* [Task 1] Decide whether each statement agrees with the therapist interview below: (a) The therapist's mother is a psychiatrist. (b) The therapist's first career path was in clinical practice. (c) The therapist describes a passive style. Answer yes or no for each, and quote the deciding words of the text.
* [Task 2] According to the therapist interview below, what is the therapist's first objective?
* [Task 3] Translate this sentence from the therapist interview below into Spanish: "I know starting therapy or meeting a new therapist can be a truly intimidating process."

“My style differs from many clinicians in that I focus more on directly transforming your emotional experience and patterns, rather than concentrating primarily on changing your thought patterns.”
What was your path to becoming a therapist?
Ironically, my path began with me trying not to become a therapist. My mother is a psychiatrist, so as a rebellious youth, I hated the idea of choosing a similar career. However, psychology was what I grew up learning, so my first career path was in psychological research. While I do enjoy research, I found that it alone didn’t fulfill me. After a slight existential crisis, a misguided career detour, and a good deal of self-reflection, I realized my fear was keeping me from my true passion. I faced my fear head-on and in doing so was rewarded with the most amazing and fulfilling career I could imagine!
What should someone know about working with you?
I know starting therapy or meeting a new therapist can be a truly intimidating process. That’s why my first objective is always to create a warm and welcoming space to help you share what’s really going on for you. To me, this means hearing you from a place of nonjudgement, acceptance, and genuine curiosity. While my first priority is for you to feel welcomed and safe, my style is not a passive one; whatever you are facing, I want to help give you skills and insights to overcome it. I provide evidence-based therapy that integrates different theories and techniques matched to you and your presenting concerns. However, my style differs from many clinicians in that I focus more on directly transforming your emotional experience and patterns, rather than concentrating primarily on changing your thought patterns. Finally, I really do love feedback and I will likely ask you (the expert on you!) for it!

* [Records]

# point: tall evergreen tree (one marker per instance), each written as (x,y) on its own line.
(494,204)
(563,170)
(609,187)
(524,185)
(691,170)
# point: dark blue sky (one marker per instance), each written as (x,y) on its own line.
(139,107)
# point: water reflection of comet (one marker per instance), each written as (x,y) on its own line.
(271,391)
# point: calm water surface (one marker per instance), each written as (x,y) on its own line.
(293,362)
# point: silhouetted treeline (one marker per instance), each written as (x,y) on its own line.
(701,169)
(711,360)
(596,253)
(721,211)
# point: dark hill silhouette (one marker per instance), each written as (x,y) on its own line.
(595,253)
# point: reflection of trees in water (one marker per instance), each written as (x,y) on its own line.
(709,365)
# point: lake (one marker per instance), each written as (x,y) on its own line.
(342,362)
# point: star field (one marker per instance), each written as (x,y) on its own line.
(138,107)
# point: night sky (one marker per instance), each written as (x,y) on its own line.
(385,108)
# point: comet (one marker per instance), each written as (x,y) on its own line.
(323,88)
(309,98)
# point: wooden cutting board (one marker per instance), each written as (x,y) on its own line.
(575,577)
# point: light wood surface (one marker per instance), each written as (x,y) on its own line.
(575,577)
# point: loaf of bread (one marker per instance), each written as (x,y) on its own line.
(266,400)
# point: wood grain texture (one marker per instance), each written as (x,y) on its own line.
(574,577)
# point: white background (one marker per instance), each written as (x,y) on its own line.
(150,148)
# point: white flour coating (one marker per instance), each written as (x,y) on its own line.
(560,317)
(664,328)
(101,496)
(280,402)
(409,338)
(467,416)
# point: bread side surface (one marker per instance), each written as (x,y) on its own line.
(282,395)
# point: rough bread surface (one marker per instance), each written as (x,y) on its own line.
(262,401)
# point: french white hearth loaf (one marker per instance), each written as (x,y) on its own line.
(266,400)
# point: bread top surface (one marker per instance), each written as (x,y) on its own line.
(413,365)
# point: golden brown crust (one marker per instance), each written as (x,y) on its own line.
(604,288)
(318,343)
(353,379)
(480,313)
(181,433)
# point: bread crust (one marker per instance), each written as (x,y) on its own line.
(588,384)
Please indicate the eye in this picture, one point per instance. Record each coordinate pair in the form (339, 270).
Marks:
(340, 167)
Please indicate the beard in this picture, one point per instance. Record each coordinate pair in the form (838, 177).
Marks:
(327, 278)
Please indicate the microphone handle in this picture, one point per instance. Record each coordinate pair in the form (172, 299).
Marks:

* [Final answer 1]
(a) Yes: "My mother is a psychiatrist"
(b) No: "my first career path was in psychological research"
(c) No: "my style is not a passive one"

* [Final answer 2] To create a warm and welcoming space to help you share what's really going on for you.

* [Final answer 3] Sé que empezar una terapia o conocer a un nuevo terapeuta puede ser un proceso verdaderamente intimidante.